Excerpted data -

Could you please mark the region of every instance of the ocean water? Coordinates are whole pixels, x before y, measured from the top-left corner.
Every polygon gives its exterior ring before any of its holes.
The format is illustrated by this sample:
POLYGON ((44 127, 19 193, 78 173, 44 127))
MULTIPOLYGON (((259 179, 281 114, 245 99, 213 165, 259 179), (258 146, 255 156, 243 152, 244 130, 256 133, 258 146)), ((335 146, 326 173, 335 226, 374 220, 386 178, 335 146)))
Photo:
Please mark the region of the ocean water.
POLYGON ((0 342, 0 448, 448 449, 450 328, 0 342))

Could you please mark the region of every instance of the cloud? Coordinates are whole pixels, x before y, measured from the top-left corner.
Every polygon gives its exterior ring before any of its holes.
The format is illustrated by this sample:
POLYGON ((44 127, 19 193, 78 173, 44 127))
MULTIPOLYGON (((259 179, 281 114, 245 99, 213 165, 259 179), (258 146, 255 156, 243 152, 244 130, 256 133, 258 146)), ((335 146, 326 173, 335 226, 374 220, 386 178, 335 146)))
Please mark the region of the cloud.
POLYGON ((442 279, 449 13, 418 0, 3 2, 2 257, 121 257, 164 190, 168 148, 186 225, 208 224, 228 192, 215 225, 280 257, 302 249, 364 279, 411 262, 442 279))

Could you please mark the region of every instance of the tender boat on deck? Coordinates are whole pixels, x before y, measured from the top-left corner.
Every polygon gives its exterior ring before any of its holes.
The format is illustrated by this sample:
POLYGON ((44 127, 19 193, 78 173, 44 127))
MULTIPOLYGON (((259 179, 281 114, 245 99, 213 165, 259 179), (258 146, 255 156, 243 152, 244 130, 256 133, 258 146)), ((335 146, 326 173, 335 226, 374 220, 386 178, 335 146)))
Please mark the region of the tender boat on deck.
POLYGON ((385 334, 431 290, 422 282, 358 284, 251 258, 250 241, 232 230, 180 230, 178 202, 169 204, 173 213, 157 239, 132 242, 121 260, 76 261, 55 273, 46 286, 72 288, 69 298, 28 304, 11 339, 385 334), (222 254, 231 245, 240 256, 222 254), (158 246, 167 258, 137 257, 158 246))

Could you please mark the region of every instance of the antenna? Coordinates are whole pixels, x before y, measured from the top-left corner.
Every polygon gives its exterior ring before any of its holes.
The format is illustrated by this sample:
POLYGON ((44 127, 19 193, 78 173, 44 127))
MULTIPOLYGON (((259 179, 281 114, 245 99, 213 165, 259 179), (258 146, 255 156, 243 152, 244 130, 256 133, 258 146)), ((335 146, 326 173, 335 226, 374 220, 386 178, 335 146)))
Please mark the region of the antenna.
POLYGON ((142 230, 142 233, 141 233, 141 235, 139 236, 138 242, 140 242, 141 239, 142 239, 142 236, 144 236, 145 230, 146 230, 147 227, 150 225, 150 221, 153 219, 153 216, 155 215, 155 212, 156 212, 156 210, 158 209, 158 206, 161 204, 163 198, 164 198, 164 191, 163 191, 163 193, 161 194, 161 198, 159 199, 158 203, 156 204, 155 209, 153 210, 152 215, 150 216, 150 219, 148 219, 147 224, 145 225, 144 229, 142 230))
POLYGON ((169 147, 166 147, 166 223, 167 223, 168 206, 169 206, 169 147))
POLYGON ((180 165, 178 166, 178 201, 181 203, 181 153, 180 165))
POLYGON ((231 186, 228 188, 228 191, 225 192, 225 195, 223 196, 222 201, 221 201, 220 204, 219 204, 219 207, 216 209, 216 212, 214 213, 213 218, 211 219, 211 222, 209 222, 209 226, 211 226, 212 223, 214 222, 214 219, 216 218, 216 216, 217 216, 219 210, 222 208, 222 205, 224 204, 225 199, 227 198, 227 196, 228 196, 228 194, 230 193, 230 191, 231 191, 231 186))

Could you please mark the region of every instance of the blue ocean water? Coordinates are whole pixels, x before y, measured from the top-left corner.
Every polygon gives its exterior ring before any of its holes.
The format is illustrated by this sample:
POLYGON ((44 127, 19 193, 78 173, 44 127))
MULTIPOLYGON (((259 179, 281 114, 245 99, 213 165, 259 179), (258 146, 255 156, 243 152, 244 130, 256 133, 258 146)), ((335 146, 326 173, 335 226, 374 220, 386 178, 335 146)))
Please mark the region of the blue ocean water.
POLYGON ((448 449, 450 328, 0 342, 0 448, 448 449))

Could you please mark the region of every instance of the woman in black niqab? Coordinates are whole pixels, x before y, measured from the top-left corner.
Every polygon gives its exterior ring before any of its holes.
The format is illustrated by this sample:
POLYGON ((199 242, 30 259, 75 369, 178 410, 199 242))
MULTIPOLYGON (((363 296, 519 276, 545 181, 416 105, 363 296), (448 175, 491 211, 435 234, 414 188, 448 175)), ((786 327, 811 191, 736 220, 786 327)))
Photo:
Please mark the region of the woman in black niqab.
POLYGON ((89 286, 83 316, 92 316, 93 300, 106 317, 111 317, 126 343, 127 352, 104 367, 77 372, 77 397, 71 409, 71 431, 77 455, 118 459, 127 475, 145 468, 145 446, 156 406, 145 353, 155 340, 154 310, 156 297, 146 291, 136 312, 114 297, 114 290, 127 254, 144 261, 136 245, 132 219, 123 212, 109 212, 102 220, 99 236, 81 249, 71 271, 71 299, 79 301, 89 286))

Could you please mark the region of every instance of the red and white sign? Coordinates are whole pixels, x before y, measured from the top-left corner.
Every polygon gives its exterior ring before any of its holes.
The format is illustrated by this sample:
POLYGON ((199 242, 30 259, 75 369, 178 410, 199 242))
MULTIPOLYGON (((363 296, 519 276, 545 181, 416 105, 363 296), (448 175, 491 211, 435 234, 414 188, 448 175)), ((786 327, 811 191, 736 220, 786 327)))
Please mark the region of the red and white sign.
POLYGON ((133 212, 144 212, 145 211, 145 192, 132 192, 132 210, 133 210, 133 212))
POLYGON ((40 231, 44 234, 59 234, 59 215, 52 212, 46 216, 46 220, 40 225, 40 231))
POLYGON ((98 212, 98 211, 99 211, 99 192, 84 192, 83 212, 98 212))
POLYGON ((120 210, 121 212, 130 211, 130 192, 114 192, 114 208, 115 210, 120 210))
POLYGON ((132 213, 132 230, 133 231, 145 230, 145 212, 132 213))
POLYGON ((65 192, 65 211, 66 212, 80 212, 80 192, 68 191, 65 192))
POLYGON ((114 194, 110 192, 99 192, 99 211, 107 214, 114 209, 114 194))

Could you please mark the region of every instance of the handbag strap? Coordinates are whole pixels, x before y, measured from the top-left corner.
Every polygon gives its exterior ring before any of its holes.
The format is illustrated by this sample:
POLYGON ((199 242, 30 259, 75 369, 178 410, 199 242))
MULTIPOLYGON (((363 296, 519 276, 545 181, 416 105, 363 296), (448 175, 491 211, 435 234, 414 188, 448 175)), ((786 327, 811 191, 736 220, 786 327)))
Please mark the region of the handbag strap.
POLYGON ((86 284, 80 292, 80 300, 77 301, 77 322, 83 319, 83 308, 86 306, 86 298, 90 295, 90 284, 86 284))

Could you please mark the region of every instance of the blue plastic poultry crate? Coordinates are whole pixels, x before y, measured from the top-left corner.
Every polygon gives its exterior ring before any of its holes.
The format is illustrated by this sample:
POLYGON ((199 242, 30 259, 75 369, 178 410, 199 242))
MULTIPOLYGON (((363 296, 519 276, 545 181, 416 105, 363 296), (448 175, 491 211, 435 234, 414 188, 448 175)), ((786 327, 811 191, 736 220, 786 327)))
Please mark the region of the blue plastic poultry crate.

Aim -
Locate every line in the rows above that contains the word "tender", and copy each of those lines in full.

Exercise output -
Could you please mark the region of every instance of the tender boat on deck? Coordinates are whole pixels, x before y, measured from the top-left corner.
Please mark the region of the tender boat on deck.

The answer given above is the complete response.